- _WHAT TO WORK ON_: The answer is a stretch of the material below, returned exactly: the line containing "Target: truck wheel", the line containing "Target: car roof", and all lines between.

- _THE RECORDS_:
· · · · · · ·

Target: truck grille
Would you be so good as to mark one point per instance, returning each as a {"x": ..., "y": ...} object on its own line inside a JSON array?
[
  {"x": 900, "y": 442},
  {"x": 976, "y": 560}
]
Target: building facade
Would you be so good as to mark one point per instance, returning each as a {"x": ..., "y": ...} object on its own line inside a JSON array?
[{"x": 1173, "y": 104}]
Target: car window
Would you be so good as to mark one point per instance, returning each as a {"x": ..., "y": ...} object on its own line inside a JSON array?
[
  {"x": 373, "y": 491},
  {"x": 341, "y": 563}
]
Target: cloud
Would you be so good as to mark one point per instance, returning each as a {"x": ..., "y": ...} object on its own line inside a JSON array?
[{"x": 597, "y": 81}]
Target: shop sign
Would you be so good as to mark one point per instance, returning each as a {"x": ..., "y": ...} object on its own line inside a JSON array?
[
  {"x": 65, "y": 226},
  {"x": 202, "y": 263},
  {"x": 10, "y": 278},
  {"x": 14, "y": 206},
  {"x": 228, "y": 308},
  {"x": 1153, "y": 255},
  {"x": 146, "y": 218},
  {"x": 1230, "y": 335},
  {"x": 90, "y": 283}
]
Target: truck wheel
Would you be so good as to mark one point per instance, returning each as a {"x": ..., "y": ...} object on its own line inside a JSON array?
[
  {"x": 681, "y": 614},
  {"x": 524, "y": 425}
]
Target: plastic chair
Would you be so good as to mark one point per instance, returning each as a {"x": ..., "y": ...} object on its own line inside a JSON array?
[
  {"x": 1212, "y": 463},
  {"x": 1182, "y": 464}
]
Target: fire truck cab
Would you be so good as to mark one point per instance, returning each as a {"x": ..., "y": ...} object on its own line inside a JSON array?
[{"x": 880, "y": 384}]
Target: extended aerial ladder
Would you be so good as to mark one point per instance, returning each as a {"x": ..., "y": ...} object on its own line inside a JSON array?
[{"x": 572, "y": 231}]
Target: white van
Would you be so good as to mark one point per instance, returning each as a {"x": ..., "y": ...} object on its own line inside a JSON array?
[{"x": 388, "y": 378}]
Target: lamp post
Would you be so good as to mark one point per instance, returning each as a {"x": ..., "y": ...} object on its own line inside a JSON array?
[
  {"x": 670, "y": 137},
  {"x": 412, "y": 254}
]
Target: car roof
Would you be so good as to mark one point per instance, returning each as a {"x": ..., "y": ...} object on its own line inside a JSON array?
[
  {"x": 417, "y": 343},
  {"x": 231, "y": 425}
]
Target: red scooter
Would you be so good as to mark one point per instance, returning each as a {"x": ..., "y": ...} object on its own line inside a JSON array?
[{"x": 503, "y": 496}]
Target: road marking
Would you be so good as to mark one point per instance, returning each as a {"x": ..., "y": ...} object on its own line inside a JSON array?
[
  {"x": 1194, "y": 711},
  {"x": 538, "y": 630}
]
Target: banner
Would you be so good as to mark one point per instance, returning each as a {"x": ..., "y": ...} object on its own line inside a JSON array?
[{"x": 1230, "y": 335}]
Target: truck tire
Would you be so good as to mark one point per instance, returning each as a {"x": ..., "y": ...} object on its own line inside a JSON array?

· · · · · · ·

- _RESULT OF THE EXERCISE_:
Target: truck wheel
Would you be so good as to mark one point per instance, returning each as a {"x": ..., "y": ...} object on its own line inside a JSON array?
[
  {"x": 681, "y": 614},
  {"x": 524, "y": 425}
]
Target: plastic chair
Would you be so good as to mark one point per instance, returning each as a {"x": ..., "y": ...} object on its own line inside a JSON array?
[
  {"x": 1212, "y": 463},
  {"x": 1182, "y": 464}
]
Target: fire truck cab
Would you be so good as to mark one point per instance, returning each as a {"x": ..., "y": ...} object on its own line inside a JSON array?
[{"x": 880, "y": 384}]
Target: extended aerial ladder
Would you be so good as to mark one point per instance, returning each as a {"x": ..., "y": ...} object on its own line inside a JSON array?
[{"x": 572, "y": 231}]
Target: white van
Would you be so good as to mark one point per instance, returning each as a {"x": ..., "y": ...} object on its own line inside a JSON array?
[{"x": 388, "y": 378}]
Target: lamp post
Would you be so good as to mark one point per instance, returning each as a {"x": ..., "y": ...} object on its own line inside a JSON array?
[
  {"x": 670, "y": 137},
  {"x": 412, "y": 254}
]
Target: car roof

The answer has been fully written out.